### Task item
Only the lines from the one containing "green tree line" through the end of the listing below belong in your answer; retype them exactly.

- - -

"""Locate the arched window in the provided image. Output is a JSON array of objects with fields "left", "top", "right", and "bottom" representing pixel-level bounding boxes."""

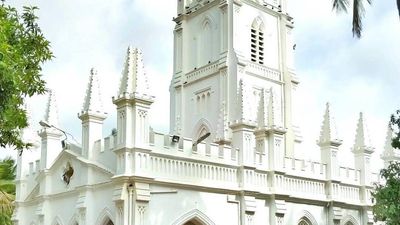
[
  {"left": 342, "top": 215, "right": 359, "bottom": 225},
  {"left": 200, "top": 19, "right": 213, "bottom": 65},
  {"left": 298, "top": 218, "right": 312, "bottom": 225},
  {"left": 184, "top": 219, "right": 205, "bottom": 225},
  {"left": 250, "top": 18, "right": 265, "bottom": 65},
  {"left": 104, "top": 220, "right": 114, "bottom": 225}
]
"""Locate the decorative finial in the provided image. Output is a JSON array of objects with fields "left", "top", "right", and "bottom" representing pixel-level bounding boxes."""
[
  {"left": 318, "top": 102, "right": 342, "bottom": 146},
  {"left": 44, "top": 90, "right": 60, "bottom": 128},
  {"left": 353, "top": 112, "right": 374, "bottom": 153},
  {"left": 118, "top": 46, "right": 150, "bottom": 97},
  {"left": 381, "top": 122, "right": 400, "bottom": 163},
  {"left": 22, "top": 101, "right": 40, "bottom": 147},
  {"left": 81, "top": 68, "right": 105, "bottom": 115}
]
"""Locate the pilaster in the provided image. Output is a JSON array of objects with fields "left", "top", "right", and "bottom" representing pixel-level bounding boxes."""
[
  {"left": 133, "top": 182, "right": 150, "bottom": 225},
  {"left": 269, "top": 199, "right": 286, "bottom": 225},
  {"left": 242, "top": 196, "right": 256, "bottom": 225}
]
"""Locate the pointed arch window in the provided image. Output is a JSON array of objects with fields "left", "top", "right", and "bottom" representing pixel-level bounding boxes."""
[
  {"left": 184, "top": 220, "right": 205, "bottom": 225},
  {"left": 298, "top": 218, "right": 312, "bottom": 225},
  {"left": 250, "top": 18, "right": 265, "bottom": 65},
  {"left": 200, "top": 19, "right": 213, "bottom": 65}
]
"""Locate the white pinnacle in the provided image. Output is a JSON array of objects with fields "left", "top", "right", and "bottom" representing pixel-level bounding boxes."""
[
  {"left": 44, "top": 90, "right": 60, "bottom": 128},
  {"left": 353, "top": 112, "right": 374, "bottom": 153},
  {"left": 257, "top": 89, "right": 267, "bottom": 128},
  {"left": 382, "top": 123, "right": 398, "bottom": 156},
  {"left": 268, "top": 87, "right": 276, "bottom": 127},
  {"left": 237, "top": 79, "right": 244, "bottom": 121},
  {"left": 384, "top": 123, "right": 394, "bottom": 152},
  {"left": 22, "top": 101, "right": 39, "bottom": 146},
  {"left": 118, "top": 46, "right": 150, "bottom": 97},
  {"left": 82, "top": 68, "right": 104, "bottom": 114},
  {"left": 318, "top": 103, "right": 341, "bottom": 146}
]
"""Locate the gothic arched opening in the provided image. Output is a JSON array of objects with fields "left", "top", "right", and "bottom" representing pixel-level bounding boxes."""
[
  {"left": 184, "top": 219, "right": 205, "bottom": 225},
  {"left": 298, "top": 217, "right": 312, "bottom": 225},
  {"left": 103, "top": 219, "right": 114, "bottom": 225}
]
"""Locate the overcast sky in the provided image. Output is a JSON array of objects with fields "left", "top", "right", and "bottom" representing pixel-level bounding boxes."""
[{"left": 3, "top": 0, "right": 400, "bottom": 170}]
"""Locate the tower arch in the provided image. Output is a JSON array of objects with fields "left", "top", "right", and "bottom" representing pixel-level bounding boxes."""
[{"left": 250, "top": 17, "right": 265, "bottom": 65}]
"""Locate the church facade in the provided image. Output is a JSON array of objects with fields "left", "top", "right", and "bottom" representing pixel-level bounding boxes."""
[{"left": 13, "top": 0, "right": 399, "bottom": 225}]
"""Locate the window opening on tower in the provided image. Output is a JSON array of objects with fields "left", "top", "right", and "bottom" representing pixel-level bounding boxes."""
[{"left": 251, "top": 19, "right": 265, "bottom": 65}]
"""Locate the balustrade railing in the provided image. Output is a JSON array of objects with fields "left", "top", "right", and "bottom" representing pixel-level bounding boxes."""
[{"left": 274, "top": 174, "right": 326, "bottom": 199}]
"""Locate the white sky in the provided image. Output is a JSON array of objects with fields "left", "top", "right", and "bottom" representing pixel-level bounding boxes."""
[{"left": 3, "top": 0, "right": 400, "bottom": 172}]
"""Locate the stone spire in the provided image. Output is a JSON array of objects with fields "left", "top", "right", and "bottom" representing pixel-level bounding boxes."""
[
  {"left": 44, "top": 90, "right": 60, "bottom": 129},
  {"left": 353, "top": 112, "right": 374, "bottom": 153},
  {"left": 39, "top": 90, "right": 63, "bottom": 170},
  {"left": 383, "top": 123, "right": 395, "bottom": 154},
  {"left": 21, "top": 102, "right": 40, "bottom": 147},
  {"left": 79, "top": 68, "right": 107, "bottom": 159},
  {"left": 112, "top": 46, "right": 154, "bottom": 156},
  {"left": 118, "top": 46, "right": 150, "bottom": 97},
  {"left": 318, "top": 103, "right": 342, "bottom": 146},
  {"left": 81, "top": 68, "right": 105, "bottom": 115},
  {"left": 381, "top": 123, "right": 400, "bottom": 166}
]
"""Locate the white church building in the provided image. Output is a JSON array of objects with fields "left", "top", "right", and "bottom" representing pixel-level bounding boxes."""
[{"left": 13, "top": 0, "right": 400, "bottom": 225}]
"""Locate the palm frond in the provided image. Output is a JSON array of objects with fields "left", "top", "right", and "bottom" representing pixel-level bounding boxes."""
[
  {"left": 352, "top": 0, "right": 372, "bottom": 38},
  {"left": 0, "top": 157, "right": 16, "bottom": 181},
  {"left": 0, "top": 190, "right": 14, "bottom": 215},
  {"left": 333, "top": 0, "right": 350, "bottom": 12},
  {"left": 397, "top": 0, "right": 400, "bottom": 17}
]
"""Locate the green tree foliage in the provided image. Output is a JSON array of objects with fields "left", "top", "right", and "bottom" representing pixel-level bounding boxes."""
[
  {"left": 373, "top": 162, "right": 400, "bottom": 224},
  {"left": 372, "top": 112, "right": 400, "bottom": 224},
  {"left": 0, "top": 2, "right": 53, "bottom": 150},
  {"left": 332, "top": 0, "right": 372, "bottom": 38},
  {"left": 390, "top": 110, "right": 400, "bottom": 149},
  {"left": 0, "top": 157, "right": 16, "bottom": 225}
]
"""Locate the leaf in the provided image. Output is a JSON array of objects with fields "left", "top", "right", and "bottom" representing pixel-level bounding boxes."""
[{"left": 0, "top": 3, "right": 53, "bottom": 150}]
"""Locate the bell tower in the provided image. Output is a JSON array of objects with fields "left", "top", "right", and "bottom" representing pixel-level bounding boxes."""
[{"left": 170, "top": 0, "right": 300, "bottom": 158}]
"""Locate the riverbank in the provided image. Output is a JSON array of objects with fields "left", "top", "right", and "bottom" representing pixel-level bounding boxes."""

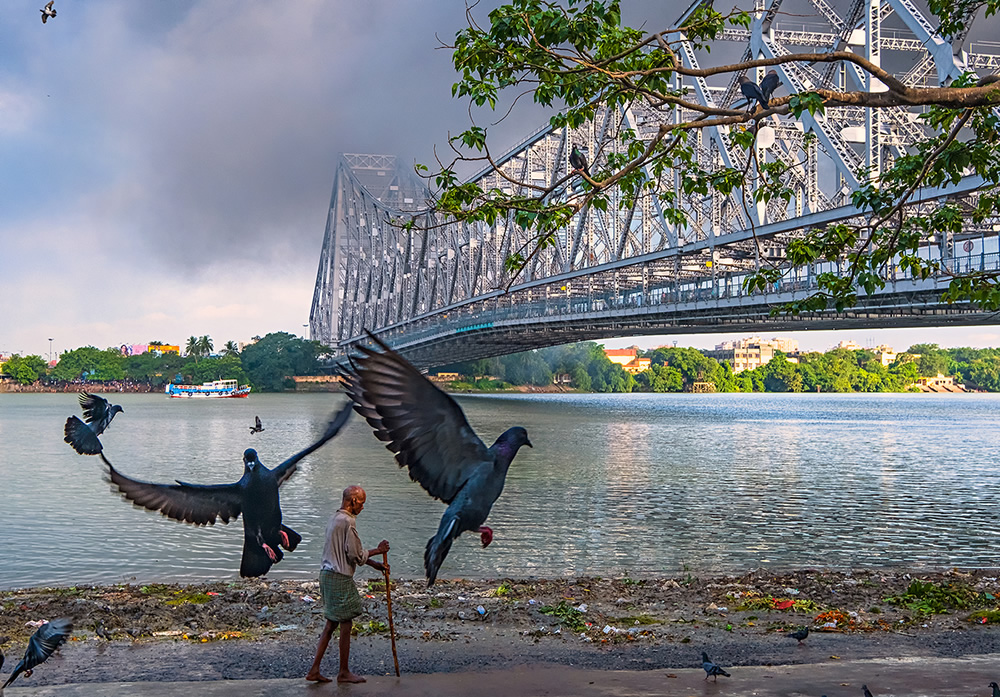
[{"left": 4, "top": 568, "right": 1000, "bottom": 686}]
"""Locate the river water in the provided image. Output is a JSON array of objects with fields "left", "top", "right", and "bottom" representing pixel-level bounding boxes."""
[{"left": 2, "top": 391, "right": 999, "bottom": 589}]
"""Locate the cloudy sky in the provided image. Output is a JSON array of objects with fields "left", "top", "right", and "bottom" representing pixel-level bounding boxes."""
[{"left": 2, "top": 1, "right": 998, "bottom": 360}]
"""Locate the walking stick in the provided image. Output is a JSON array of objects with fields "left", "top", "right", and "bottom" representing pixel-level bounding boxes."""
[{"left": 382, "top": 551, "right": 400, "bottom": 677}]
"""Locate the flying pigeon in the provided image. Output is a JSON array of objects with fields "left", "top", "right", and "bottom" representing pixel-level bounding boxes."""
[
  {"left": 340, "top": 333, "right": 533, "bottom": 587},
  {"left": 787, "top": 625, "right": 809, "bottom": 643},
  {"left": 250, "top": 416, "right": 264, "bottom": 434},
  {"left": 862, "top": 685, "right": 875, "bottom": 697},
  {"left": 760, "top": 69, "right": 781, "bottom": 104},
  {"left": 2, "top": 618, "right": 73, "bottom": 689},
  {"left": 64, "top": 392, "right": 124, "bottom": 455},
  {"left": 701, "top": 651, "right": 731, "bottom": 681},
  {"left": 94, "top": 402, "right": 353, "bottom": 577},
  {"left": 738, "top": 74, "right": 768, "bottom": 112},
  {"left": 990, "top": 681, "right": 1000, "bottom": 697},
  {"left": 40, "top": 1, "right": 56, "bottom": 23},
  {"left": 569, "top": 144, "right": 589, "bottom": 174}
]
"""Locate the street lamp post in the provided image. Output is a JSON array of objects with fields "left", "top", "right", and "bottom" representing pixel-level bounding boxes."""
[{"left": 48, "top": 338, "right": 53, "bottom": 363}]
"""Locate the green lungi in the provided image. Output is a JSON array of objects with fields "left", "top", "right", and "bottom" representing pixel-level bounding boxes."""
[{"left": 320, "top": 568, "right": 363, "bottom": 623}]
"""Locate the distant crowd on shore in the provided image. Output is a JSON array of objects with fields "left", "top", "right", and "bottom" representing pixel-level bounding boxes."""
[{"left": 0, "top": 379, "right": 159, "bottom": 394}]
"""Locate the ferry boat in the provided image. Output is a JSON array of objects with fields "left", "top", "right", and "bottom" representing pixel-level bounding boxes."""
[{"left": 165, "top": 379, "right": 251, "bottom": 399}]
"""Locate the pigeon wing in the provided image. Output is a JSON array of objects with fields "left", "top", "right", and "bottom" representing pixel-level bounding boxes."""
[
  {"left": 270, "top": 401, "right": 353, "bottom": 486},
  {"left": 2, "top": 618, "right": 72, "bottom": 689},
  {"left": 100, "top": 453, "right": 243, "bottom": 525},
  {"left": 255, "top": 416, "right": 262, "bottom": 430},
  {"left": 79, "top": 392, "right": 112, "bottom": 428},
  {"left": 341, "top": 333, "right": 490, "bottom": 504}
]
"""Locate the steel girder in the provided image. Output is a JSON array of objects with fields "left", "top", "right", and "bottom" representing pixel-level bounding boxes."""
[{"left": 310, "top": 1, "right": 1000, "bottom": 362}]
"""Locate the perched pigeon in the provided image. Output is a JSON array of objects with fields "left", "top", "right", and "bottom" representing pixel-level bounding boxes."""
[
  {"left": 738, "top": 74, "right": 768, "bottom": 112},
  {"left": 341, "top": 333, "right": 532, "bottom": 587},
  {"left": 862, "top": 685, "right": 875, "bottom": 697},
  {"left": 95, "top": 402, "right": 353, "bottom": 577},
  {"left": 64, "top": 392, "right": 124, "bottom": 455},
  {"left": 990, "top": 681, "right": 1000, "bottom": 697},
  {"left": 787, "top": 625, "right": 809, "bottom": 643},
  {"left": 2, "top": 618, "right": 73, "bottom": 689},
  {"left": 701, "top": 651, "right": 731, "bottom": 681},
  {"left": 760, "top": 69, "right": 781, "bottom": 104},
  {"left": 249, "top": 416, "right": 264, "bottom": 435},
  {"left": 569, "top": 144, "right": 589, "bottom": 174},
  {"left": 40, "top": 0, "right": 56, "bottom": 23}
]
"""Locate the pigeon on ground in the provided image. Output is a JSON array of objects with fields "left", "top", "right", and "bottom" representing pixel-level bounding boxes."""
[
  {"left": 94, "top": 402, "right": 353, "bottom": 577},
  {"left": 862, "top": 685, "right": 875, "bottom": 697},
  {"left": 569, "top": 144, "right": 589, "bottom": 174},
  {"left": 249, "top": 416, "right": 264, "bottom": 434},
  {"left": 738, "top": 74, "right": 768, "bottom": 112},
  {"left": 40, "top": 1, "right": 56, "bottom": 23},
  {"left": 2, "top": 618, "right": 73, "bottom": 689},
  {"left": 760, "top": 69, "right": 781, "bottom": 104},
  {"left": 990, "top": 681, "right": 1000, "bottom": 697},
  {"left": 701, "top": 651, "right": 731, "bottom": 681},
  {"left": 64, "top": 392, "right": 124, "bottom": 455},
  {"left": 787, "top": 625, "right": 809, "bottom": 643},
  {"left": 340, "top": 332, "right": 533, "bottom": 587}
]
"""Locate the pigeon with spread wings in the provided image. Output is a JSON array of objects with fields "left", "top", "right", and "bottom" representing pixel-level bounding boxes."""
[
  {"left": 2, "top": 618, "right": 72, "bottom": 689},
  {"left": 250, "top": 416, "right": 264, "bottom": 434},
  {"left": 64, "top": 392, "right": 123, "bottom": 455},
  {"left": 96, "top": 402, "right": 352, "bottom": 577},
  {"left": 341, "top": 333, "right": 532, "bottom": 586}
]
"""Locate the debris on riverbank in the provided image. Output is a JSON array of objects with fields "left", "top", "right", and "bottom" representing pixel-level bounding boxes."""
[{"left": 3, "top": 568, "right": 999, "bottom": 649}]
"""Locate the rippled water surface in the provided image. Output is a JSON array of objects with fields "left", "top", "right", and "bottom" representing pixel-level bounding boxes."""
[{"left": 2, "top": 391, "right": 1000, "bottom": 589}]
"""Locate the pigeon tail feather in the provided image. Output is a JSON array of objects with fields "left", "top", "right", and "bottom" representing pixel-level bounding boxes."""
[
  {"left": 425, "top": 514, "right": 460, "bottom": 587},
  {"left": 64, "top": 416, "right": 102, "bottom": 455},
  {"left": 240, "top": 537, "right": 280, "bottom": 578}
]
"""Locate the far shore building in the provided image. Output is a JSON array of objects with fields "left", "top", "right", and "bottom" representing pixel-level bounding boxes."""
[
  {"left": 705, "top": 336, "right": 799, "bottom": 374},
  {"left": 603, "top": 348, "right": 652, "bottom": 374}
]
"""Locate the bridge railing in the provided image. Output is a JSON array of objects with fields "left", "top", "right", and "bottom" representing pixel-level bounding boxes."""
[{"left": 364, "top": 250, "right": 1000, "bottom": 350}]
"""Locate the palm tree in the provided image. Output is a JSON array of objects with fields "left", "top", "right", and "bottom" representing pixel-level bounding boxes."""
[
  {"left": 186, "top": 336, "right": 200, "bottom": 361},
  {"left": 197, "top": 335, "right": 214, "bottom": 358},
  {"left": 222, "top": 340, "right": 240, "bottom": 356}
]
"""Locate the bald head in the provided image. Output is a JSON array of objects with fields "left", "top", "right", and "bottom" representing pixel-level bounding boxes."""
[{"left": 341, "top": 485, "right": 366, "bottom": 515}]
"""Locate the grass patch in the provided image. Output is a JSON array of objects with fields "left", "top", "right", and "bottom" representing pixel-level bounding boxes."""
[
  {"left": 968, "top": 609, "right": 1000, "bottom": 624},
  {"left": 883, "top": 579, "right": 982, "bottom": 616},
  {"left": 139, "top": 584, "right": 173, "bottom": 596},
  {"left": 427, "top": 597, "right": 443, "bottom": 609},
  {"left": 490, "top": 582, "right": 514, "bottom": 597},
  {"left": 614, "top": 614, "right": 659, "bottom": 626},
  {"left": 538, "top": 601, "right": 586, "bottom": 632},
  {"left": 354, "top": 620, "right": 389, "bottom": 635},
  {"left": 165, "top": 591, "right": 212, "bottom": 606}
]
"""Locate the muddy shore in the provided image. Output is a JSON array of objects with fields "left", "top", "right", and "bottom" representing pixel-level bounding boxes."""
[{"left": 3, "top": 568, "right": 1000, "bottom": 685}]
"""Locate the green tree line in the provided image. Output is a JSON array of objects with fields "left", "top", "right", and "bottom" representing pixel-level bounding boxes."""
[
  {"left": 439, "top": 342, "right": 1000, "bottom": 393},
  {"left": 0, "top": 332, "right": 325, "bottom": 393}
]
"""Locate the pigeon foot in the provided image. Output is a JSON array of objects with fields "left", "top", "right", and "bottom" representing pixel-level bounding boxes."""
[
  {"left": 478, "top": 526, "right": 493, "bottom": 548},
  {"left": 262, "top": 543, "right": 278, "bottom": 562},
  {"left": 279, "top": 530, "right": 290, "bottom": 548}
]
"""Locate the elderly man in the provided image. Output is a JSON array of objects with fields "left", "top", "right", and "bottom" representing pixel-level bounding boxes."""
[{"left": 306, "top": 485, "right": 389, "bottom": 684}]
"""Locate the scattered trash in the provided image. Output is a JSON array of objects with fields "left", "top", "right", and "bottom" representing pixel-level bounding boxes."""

- - -

### Expected answer
"""Locate the green tree line in the provided image. Output is a JSON array of objects with fields "left", "top", "right", and "bottom" representing pixel-level bounding boxes."""
[
  {"left": 439, "top": 342, "right": 1000, "bottom": 393},
  {"left": 0, "top": 332, "right": 325, "bottom": 393}
]
"""Locate the pigeon foot in the provided image. Output is a JSON array of objects with fields "left", "top", "right", and "bottom" representing pixel-level bounding boxes."""
[
  {"left": 478, "top": 526, "right": 493, "bottom": 548},
  {"left": 262, "top": 543, "right": 278, "bottom": 562},
  {"left": 279, "top": 530, "right": 290, "bottom": 548}
]
"""Locate the elderly man in the provided image. Output is a JSON array of objects with fields "left", "top", "right", and "bottom" representing pixel-level bounding boxes."""
[{"left": 306, "top": 485, "right": 389, "bottom": 684}]
"""Locate the scattered trash in the provided image. Output is a JSON array of objects with fields "left", "top", "right", and "bottom" representing pixel-level bounding boxes."""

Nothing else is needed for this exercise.